-------- DATA EXCERPTS --------

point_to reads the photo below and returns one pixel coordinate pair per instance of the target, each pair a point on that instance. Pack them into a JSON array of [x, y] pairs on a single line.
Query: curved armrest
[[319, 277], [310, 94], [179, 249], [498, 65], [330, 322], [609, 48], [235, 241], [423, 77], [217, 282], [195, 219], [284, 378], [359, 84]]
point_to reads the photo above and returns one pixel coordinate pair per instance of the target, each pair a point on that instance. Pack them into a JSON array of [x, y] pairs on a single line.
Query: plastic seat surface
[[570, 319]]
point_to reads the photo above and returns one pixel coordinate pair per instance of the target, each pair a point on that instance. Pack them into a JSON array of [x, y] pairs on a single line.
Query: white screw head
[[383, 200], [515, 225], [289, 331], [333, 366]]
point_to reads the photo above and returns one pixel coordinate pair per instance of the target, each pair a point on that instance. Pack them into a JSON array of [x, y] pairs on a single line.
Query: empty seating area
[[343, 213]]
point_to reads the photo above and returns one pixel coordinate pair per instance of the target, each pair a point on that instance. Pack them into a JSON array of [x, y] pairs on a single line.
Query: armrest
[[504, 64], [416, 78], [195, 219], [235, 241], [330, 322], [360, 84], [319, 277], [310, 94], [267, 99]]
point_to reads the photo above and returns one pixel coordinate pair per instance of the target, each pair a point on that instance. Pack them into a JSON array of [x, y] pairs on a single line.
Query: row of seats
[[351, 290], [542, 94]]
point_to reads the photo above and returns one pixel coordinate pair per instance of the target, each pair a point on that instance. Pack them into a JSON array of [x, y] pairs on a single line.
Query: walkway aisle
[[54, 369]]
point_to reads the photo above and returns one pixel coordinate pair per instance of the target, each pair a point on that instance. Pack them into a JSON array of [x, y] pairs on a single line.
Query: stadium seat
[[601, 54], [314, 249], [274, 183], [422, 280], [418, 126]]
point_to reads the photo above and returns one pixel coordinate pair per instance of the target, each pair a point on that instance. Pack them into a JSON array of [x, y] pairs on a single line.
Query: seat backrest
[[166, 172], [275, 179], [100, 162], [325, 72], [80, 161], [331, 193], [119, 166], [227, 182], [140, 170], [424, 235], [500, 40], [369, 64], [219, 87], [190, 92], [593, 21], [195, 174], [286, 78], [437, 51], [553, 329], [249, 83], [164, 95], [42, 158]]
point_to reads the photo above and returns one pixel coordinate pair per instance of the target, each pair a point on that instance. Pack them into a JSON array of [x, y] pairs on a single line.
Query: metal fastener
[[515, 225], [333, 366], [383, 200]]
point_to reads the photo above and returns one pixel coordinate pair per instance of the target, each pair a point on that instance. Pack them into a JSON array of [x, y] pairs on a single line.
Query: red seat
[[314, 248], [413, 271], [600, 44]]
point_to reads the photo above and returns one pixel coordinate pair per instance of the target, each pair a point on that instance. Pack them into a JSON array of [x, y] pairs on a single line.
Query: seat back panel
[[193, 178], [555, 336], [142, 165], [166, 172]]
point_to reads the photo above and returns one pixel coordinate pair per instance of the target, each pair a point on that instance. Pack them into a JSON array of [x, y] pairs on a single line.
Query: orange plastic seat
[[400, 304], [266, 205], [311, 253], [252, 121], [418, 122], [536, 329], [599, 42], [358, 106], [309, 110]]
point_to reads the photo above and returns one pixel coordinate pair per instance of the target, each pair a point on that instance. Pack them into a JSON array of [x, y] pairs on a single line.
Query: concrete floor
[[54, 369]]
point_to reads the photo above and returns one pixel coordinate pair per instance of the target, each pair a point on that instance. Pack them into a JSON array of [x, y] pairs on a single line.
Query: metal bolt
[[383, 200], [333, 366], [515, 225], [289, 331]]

--------

» EXERCISE GOAL
Can you reproduce only the stretch from the start of the records through the line containing "378], [359, 84]]", substituting "padded armrest" for "curved armrest" and keeping everything else unchanged?

» TASK OUTPUT
point_to reads the photo below and returns one pixel coordinate pair per instance of the target, each pair a point on that instance. Pack them into a JSON array of [x, y] pairs on a single line.
Query: padded armrest
[[319, 277], [310, 94], [179, 249], [498, 65], [330, 322], [609, 48], [235, 241], [423, 77], [217, 282], [195, 219], [284, 378], [359, 84]]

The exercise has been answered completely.